> **Zu erledigen**
A – Beantworte mit dem Ausgangstext kurz diese Fragen:
(i) Seit wann sitzt die Zirkusfamilie bei Oyten fest?
(ii) Wie heißen die beiden Laufenten?
(iii) Wo genau stehen die Wagen der Familie Trumpf?
B – Gib den Ausgangstext von „Gehen gemeinsam durch“ bis „einen der Wohnwagen.“ Wort für Wort wieder, beide Stellen eingeschlossen.

> **Ausgangstext**
-----

Gehen gemeinsam durch die schwierige Zeit: Katja und
Ronny Trumpf mit Hündin Penny. Die Zirkusfamilie ist seit
acht Monaten mit ihrem Zirkus Minimax bei Oyten gestrandet.
 

Der Wind fegt kalt über die Wiese hinter der Feuerwehr in Bassen. Es ist fast null Grad in der Vorweihnachtszeit. Umrahmt von einem kleinen Zaun stehen die gut zehn Wohn- und Versorgungswagen der Zirkusfamilie Trumpf wie eine Wagenburg dicht an dicht. Zwischendrin sind Gehege für die Tiere aufgebaut: Hühner, Meerschweinchen, Hunde, Tauben und die Laufenten Lisa und Bert haben hier ihren Platz gefunden. Es beginnt zu nieseln. „Gemütlich geht anders“, sagt Zirkus-Chef Ronny Trumpf und bittet in einen der Wohnwagen.

-----

> **Bereitgestellte Daten**
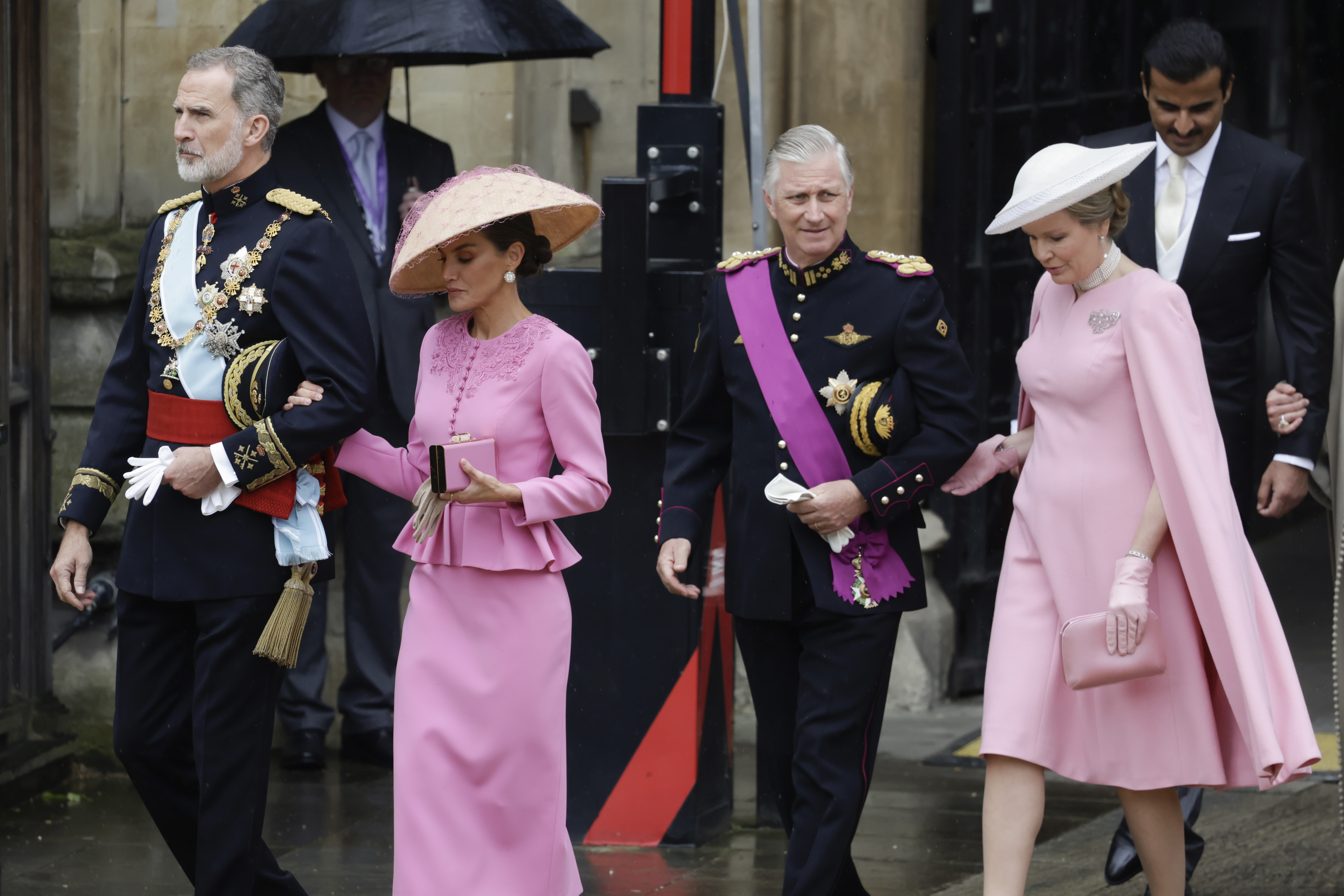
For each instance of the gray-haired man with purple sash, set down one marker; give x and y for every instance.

-----

> **Lösungen in Reihenfolge**
A –
(i) Seit acht Monaten.
(ii) Lisa und Bert.
(iii) Auf der Wiese hinter der Feuerwehr in Bassen.

B –
Gehen gemeinsam durch die schwierige Zeit: Katja und
Ronny Trumpf mit Hündin Penny. Die Zirkusfamilie ist seit
acht Monaten mit ihrem Zirkus Minimax bei Oyten gestrandet.
 

Der Wind fegt kalt über die Wiese hinter der Feuerwehr in Bassen. Es ist fast null Grad in der Vorweihnachtszeit. Umrahmt von einem kleinen Zaun stehen die gut zehn Wohn- und Versorgungswagen der Zirkusfamilie Trumpf wie eine Wagenburg dicht an dicht. Zwischendrin sind Gehege für die Tiere aufgebaut: Hühner, Meerschweinchen, Hunde, Tauben und die Laufenten Lisa und Bert haben hier ihren Platz gefunden. Es beginnt zu nieseln. „Gemütlich geht anders“, sagt Zirkus-Chef Ronny Trumpf und bittet in einen der Wohnwagen.